**What you will do**
Copy the lines of the records word for word, starting at the line containing "trace the outline of every instance of the wire" and ending at the line containing "72L27 74L41 74L59".

**Data for this task**
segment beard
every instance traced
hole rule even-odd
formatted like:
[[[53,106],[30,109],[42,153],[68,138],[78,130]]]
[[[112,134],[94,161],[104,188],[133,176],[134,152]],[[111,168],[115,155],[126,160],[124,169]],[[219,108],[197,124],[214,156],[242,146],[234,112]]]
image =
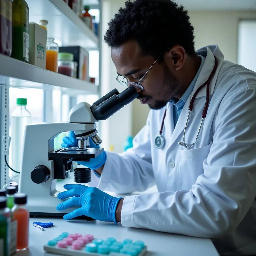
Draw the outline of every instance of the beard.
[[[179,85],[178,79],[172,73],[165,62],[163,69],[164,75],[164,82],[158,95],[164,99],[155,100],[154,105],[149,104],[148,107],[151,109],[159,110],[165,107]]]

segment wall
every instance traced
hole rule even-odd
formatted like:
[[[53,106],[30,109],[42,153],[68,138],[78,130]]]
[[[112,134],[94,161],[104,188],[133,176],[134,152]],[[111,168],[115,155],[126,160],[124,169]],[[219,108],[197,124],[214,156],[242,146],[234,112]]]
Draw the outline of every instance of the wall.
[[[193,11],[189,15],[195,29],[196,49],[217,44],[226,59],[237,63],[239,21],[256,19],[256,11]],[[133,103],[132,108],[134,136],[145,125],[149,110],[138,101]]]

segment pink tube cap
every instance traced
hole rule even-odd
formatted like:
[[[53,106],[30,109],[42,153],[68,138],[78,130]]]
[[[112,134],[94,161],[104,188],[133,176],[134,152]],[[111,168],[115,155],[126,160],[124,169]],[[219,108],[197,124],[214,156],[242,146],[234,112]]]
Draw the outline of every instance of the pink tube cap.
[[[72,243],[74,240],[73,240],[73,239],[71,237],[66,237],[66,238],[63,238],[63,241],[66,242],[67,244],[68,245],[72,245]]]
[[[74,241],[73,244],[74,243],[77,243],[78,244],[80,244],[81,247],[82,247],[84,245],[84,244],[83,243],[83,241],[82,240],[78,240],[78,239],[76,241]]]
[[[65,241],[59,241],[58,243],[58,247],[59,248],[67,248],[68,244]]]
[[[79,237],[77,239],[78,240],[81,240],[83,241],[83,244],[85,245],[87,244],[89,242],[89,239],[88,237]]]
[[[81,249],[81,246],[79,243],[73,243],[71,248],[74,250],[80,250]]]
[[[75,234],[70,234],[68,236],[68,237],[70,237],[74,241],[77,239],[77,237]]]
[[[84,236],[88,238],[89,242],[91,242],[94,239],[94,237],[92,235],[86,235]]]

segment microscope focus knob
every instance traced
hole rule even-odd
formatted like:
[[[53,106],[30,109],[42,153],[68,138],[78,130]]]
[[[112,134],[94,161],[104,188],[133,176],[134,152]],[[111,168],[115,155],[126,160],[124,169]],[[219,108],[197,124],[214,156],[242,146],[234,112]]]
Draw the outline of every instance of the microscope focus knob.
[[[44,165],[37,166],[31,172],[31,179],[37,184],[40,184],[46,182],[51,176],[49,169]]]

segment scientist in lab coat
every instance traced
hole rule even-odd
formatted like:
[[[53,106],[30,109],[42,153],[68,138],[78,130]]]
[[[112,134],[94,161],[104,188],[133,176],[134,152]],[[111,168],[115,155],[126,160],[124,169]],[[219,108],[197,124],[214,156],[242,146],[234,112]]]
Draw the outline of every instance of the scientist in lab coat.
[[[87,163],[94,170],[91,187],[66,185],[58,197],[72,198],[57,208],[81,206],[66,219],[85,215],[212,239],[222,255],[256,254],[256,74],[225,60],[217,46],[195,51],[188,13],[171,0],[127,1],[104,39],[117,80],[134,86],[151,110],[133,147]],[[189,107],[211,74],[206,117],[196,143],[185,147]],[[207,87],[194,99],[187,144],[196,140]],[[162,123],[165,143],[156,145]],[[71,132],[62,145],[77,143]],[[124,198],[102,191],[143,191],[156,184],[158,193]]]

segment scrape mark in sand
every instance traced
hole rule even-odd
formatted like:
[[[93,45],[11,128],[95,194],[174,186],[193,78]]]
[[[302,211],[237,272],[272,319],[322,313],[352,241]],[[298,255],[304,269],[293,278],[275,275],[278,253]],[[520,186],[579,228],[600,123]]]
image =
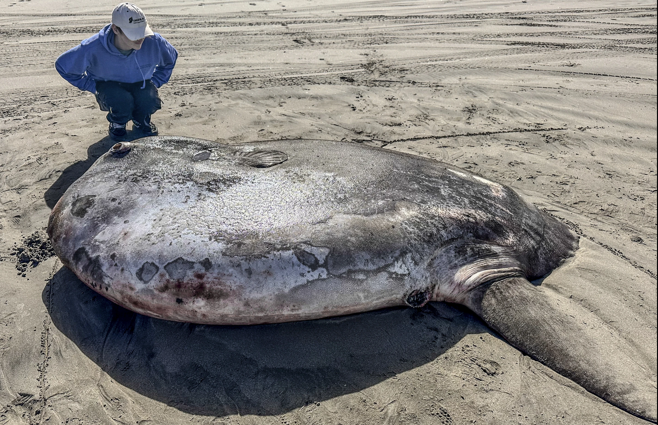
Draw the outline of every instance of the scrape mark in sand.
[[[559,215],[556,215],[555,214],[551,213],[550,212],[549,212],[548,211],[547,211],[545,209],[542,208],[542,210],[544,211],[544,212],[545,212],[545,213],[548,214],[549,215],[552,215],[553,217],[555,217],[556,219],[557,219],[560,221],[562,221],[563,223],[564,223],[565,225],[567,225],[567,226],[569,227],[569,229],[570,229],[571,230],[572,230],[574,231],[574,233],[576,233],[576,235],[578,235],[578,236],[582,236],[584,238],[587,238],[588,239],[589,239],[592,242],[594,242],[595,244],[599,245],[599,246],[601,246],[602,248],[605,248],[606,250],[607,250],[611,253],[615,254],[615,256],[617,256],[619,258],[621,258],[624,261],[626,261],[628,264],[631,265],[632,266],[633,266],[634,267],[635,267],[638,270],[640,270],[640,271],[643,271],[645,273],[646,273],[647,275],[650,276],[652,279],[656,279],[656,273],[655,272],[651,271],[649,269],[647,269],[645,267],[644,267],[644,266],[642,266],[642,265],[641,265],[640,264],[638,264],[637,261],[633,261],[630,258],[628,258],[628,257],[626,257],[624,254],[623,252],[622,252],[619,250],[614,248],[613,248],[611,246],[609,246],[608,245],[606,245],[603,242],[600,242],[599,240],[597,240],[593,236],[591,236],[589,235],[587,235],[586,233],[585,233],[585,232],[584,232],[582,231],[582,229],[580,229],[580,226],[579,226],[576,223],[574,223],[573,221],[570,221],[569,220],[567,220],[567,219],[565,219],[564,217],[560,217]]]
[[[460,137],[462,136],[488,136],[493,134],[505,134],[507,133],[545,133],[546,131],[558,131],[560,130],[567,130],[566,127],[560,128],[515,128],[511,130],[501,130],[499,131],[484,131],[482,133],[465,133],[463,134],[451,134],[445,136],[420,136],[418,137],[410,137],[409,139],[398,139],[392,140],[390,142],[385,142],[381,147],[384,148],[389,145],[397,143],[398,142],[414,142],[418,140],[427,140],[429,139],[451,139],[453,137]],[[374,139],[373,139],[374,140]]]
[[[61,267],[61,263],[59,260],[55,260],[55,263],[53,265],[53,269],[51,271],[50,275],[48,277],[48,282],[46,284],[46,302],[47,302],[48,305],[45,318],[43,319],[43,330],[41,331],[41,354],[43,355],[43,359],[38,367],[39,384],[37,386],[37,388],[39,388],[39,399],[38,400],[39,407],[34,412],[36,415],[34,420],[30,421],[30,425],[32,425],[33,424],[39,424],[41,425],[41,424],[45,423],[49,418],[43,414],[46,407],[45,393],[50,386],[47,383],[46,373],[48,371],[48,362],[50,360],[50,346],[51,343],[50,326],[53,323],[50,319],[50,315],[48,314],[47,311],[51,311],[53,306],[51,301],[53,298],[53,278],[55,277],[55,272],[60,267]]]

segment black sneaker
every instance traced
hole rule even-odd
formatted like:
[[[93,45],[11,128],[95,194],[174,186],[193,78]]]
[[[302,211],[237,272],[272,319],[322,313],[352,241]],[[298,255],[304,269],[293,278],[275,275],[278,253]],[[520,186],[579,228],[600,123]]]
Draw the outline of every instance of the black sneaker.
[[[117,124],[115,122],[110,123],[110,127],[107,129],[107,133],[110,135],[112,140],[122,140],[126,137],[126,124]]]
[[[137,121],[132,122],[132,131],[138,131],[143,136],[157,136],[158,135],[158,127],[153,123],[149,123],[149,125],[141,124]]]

...

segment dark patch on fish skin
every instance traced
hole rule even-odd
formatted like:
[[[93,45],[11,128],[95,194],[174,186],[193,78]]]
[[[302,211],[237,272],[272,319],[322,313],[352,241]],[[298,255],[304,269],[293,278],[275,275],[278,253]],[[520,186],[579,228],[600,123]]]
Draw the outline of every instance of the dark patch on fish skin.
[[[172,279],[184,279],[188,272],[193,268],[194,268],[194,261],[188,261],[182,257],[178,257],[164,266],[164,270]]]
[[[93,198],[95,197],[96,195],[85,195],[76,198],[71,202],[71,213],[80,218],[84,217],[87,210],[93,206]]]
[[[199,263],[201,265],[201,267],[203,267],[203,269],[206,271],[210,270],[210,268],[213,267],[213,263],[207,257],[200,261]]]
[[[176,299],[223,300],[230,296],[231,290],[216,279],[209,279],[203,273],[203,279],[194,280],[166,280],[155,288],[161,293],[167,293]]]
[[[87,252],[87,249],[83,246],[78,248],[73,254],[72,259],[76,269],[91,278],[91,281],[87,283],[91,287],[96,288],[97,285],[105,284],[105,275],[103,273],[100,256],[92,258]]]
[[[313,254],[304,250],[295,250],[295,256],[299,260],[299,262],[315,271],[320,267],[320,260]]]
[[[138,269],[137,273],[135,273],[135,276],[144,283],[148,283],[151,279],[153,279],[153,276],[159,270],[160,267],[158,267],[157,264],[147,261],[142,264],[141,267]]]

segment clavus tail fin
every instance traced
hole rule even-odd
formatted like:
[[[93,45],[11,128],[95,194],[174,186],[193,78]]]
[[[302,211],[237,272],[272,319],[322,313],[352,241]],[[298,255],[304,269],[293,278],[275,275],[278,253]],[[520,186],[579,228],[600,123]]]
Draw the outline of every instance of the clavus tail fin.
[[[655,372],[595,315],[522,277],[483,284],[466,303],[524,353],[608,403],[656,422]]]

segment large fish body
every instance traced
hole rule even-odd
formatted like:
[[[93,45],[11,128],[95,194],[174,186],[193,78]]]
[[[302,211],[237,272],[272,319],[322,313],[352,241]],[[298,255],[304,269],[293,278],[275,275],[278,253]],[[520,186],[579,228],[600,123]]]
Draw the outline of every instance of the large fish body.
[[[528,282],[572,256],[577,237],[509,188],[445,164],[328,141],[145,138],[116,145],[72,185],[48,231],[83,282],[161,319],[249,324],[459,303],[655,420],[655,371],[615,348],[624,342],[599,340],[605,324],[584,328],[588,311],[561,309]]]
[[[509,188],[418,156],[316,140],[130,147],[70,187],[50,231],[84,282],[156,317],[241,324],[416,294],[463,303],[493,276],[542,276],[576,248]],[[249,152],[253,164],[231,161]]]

---

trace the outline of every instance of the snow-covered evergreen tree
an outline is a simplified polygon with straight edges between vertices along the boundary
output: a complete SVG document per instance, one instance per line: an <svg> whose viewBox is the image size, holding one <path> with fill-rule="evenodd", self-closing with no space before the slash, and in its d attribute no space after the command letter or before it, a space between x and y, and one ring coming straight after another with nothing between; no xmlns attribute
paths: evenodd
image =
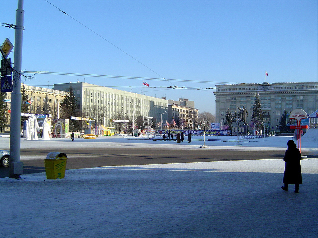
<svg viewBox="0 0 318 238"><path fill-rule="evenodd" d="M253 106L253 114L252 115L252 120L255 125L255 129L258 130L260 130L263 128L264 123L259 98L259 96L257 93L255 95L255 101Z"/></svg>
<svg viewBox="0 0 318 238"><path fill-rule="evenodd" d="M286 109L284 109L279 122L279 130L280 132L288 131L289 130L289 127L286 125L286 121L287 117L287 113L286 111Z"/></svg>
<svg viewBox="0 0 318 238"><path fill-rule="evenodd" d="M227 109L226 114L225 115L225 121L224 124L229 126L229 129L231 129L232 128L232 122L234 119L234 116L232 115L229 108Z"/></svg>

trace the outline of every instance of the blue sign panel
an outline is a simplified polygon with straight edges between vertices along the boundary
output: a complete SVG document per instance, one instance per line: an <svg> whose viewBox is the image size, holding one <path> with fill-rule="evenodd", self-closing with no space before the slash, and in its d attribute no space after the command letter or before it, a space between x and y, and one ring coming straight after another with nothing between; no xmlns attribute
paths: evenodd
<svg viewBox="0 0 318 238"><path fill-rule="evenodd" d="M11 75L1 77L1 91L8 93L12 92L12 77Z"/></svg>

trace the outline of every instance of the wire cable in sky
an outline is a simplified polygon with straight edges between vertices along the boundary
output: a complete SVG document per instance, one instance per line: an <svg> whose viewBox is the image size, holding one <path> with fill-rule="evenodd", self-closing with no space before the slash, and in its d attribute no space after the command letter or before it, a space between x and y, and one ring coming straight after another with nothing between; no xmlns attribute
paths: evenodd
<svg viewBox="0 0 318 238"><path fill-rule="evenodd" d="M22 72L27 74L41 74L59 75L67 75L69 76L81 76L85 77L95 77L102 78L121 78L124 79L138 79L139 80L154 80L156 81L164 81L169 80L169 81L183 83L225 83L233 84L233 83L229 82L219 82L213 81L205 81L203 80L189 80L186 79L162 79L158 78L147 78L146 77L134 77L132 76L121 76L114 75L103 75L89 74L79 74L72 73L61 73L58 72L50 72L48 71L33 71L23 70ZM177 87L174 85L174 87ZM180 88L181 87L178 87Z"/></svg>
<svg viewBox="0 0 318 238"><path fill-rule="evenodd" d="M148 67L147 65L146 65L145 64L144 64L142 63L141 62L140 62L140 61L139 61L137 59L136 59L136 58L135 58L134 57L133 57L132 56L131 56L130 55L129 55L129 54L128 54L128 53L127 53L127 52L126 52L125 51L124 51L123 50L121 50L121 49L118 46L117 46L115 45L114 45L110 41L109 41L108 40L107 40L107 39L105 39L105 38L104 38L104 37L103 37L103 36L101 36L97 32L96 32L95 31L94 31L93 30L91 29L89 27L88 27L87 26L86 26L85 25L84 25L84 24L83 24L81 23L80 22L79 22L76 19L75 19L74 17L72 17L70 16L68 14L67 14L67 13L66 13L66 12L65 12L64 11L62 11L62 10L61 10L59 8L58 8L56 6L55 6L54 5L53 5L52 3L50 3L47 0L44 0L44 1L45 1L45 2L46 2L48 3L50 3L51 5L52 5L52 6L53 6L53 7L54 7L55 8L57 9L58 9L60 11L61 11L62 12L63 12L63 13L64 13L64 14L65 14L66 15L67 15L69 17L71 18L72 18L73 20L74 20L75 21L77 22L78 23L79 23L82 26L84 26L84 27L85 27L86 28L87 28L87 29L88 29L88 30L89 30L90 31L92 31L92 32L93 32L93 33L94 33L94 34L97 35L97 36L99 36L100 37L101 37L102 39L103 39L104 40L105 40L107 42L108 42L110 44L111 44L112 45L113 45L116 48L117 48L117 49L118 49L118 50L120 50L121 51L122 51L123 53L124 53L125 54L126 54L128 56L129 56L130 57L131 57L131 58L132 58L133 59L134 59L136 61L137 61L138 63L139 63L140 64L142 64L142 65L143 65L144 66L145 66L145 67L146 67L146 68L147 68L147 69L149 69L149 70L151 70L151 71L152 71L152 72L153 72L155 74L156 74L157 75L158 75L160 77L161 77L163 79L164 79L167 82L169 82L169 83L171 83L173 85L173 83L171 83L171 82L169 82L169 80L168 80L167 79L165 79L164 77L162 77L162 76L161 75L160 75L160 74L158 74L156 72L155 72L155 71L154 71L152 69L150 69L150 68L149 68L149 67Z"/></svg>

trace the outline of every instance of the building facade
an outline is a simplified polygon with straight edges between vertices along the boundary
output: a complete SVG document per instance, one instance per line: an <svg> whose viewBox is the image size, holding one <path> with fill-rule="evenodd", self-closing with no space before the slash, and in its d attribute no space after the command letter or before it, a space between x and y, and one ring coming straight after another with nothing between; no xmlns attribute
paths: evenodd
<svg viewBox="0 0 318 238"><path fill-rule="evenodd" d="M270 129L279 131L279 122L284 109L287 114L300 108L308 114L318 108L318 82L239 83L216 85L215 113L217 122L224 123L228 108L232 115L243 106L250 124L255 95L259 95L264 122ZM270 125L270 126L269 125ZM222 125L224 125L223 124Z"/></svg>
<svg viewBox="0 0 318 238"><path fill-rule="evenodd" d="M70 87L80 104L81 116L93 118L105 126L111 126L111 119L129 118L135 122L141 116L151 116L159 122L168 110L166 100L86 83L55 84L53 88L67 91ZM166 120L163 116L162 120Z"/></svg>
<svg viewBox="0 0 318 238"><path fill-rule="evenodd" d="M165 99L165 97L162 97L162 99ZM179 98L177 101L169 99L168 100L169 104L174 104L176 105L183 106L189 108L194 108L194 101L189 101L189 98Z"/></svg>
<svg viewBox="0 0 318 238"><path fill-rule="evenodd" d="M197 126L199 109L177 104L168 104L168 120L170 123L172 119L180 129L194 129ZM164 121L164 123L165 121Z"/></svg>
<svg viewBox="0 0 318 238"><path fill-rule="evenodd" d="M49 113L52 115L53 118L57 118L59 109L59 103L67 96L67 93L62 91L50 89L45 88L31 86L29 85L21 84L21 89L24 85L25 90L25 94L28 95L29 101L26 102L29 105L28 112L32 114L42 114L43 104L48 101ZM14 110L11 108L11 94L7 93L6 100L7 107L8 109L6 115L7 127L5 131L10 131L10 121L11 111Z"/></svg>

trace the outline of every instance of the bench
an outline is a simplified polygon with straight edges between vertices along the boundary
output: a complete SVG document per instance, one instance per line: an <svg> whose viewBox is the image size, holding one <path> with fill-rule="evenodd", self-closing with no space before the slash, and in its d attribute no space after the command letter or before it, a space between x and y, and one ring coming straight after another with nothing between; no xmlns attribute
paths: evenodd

**Result for this exercise**
trace the outline of every instance of the wire cable in sky
an outline is a simplified polygon with straight edges between vertices along the boundary
output: a complete SVG document per instance, one instance per line: an <svg> whose viewBox is the image size, holding one <path> with fill-rule="evenodd", self-closing with no space before the slash, and in its d attribute no space after the command letter or before it, a space between x and y, and one ring coming straight after another with nothing between; no xmlns attribute
paths: evenodd
<svg viewBox="0 0 318 238"><path fill-rule="evenodd" d="M22 72L27 74L41 74L59 75L67 75L69 76L81 76L85 77L95 77L102 78L121 78L124 79L138 79L139 80L154 80L156 81L164 81L169 80L169 81L183 83L225 83L233 84L233 83L229 82L219 82L213 81L205 81L203 80L189 80L186 79L162 79L158 78L147 78L146 77L134 77L132 76L121 76L114 75L103 75L89 74L79 74L72 73L61 73L58 72L50 72L48 71L33 71L23 70ZM177 87L174 85L174 87ZM180 88L181 87L178 87Z"/></svg>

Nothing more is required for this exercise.